Excerto da fonte
-----

Existe portanto todo o direito da minha parte de estar completamente redonda e com permanente fome e gula, ainda mais distraída que o costume e com raivinha e inveja da Lisbeth Salander (ou de qualquer outra magrinha sobre quem tenha visto um filme nas últimas 24 horas). Além disto tudo (que não é pouco), amanhã regresso ao trabalho após um mês.
E enquanto estava para aqui a pensar em postas de pescada para arrotar (see, it all comes down to food!) e destilar o meu mau humor, lembrei-me que ontem o programa da Voz do Cidadão foi sobre touradas, tendo aparecido a Gabriela Canavilhas (não lhe chegava fazer porcaria com a PL118, ainda me aparece à frente com as touradas). Ainda em modo preguiça aguda, veio-me à memória um dos melhores textos que já li sobre o assunto, escrito pela Sara, que não só tem um gosto musical apurado, como escreve estas coisas que ficam e aqui se reproduzem, porque traduzem precisamente o que eu escreveria se tivesse o jeito para letras que ela tem:

Bullshit!

Parece que a Catalunha teve um rasgo de inteligência no país capital da tourada e decidiu abolir este "espectáculo" (?) deprimente. As lutas de cães são ilegais, se eu espetar um ferro num cão estou a ir contra a lei e se o fizer num humano arrisco-me a ficar uns bons anos na prisão. Por cá ainda se continua a discutir se as touradas têm razão de existir e há mesmo quem seja contra esta decisão da Catalunha.

Se este primeiro parágrafo não é claro o suficiente, eu explico-me: considero qualquer pessoa que seja a favor de um espectáculo que consiste em espetar ferros num animal irracional um verdadeiro asno, com merda de touro no lugar de miolos.

-----

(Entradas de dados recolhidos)

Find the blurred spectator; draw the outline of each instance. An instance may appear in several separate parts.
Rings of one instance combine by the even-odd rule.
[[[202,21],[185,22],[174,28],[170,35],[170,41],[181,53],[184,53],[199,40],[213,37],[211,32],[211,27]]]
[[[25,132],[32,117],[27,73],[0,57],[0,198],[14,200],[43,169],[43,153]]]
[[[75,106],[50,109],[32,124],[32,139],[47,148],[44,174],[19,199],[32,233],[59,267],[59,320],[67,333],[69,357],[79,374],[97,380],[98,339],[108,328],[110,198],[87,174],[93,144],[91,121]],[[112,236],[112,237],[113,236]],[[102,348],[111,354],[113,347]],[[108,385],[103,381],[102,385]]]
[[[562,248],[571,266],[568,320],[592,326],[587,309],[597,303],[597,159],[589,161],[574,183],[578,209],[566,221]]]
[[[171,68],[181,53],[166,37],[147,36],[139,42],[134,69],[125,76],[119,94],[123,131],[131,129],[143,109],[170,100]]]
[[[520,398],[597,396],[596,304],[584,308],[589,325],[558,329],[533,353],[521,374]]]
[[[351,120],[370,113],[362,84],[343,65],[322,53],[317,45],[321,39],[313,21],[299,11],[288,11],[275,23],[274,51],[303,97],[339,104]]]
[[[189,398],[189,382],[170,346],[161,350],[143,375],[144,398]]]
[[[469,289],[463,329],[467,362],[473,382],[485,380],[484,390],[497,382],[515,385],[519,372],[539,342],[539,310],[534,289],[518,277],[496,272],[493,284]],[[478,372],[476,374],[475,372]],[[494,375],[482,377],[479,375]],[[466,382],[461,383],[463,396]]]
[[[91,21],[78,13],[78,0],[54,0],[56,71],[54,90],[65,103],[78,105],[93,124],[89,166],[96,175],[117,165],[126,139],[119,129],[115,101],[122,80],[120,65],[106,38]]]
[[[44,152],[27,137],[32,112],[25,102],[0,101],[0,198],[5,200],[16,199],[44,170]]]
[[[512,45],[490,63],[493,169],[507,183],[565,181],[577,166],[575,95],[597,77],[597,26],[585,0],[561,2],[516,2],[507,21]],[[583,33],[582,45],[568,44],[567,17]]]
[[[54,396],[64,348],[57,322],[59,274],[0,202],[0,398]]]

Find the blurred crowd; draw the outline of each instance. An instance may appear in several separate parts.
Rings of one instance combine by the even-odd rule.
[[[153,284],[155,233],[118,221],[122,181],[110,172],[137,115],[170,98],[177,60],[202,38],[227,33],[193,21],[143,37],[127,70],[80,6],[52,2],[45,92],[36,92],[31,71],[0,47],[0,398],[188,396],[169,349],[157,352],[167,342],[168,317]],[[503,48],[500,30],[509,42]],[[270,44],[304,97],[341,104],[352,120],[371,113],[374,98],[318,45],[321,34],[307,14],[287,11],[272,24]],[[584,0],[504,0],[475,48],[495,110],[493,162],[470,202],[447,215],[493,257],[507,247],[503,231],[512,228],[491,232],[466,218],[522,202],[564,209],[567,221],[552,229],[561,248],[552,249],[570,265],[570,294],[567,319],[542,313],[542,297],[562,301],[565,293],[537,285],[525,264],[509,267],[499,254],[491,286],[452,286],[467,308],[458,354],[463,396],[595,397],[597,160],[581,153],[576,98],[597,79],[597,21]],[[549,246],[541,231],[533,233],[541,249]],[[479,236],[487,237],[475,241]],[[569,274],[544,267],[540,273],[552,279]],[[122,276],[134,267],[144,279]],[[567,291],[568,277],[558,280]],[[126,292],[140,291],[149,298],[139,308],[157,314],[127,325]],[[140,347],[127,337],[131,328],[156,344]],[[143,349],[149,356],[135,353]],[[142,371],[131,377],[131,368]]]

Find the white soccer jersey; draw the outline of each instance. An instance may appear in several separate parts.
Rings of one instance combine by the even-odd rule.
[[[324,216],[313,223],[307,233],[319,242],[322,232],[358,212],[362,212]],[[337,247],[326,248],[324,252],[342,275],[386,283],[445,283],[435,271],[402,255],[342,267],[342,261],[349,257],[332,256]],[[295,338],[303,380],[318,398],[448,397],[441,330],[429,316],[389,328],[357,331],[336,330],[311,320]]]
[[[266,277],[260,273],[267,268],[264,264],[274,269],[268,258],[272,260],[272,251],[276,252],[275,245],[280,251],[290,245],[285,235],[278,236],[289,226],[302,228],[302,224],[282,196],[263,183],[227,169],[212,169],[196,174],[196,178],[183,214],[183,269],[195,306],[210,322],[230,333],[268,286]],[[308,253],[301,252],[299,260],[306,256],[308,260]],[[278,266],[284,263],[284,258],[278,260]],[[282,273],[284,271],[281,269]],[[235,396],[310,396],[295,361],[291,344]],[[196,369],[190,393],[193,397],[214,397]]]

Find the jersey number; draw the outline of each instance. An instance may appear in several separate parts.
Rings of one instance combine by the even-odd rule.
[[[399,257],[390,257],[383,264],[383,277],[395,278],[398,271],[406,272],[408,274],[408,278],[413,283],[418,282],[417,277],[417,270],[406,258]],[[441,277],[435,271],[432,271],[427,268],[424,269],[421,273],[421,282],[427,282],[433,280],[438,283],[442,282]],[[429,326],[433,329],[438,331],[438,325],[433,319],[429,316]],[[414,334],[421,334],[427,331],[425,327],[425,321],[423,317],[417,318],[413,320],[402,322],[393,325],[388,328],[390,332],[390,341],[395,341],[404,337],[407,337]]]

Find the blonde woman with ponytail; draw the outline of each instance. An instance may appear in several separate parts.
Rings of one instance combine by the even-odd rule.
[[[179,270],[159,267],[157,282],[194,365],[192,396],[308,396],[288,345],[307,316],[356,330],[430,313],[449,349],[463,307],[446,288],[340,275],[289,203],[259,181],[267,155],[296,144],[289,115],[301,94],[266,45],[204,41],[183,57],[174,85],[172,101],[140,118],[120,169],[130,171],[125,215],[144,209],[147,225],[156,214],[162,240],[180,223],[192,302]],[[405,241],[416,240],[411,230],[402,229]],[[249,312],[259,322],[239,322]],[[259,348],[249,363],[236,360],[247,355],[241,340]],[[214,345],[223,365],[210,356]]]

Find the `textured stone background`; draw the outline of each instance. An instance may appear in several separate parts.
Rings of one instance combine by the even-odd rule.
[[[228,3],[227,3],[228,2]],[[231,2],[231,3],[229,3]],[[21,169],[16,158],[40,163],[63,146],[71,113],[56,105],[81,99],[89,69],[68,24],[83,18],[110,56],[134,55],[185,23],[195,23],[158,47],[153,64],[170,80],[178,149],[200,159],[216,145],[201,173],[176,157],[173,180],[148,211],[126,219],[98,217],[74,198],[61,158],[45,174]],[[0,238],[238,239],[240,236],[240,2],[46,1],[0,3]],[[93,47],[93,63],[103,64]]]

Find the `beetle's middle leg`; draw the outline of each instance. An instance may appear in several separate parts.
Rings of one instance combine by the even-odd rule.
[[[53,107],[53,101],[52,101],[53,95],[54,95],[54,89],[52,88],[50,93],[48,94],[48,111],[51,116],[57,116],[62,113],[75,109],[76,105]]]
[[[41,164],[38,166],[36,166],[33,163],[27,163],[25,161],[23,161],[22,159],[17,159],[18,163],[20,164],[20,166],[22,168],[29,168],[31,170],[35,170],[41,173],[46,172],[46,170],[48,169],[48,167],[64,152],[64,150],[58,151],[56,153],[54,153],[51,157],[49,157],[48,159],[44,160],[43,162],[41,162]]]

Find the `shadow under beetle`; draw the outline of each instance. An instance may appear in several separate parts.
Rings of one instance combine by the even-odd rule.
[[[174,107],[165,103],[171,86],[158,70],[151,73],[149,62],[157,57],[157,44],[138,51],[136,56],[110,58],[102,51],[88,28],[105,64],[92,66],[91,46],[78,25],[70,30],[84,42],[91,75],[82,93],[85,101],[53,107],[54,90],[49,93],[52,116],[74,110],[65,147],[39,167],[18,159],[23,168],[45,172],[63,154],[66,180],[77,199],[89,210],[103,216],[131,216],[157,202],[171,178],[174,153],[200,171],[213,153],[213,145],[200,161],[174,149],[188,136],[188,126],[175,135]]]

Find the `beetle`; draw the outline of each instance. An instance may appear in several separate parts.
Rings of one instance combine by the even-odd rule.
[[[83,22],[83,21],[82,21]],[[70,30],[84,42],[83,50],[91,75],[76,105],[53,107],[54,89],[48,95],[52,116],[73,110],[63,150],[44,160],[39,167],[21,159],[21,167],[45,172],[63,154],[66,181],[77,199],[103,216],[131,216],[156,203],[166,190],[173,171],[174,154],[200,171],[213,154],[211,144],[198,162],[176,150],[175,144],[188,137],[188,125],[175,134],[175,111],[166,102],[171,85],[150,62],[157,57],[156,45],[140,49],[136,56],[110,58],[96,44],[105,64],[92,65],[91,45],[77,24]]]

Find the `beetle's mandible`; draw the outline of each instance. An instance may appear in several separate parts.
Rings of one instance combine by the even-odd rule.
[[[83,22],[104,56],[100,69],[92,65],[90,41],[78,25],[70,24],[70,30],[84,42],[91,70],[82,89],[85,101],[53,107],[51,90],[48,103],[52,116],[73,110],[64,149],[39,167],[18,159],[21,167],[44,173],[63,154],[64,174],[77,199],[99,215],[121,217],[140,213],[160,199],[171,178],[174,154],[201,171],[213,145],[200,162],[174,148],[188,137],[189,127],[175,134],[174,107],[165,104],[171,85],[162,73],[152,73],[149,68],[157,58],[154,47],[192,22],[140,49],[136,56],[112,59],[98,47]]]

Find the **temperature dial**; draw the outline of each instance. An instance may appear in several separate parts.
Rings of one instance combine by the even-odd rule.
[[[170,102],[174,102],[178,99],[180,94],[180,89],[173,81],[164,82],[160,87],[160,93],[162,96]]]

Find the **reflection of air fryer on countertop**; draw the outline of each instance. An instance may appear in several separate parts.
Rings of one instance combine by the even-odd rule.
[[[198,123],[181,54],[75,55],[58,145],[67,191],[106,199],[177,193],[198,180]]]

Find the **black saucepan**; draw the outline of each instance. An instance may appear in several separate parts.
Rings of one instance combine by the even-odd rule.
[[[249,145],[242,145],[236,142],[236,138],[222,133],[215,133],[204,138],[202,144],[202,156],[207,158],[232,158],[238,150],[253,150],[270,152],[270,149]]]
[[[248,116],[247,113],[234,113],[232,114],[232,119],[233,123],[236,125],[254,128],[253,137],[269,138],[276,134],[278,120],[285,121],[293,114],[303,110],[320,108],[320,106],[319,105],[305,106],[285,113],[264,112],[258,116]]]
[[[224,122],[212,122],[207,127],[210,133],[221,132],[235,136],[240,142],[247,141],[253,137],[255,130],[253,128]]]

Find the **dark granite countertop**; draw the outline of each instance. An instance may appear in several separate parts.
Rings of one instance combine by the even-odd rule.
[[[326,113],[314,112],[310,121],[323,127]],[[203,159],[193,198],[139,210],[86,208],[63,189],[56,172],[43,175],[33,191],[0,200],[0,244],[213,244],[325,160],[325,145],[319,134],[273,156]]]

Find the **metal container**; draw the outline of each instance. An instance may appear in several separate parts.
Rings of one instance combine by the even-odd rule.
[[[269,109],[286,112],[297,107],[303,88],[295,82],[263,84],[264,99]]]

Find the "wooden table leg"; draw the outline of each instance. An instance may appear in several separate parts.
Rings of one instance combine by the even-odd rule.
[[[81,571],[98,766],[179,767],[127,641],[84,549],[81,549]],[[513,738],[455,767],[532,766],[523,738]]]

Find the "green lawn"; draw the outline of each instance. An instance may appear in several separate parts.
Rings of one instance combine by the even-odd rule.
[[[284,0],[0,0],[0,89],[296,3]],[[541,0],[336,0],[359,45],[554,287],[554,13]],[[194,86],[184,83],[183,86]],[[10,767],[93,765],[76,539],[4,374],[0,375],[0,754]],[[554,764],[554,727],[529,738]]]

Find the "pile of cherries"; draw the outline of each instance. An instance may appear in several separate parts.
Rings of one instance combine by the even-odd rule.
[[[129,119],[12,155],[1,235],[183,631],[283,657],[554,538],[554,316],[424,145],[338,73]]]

-----

Problema 1
Por favor, indique se cada afirmação concorda com o excerto sobre as touradas, respondendo sim ou não e citando as palavras do excerto que o decidem: (a) quem escreve volta ao trabalho amanhã, depois de um mês; (b) o programa da Voz do Cidadão de ontem foi sobre futebol; (c) as lutas de cães são legais.
Problema 2
Responda com base no excerto sobre as touradas:
(a) Quem apareceu no programa da Voz do Cidadão?
(b) Quem escreveu o texto sobre o assunto que ali se reproduz?
(c) Que região decidiu abolir as touradas?
Problema 3
Copie do excerto sobre as touradas a parte que começa pelas palavras "Parece que a" e termina em "lugar de miolos.".
Os itens não fazem falta para responder.

Caixa de resposta 1
(a) Sim: "amanhã regresso ao trabalho após um mês"
(b) Não: "ontem o programa da Voz do Cidadão foi sobre touradas"
(c) Não: "As lutas de cães são ilegais"

Caixa de resposta 2
(a) Gabriela Canavilhas
(b) A Sara
(c) A Catalunha

Caixa de resposta 3
Parece que a Catalunha teve um rasgo de inteligência no país capital da tourada e decidiu abolir este "espectáculo" (?) deprimente. As lutas de cães são ilegais, se eu espetar um ferro num cão estou a ir contra a lei e se o fizer num humano arrisco-me a ficar uns bons anos na prisão. Por cá ainda se continua a discutir se as touradas têm razão de existir e há mesmo quem seja contra esta decisão da Catalunha.

Se este primeiro parágrafo não é claro o suficiente, eu explico-me: considero qualquer pessoa que seja a favor de um espectáculo que consiste em espetar ferros num animal irracional um verdadeiro asno, com merda de touro no lugar de miolos.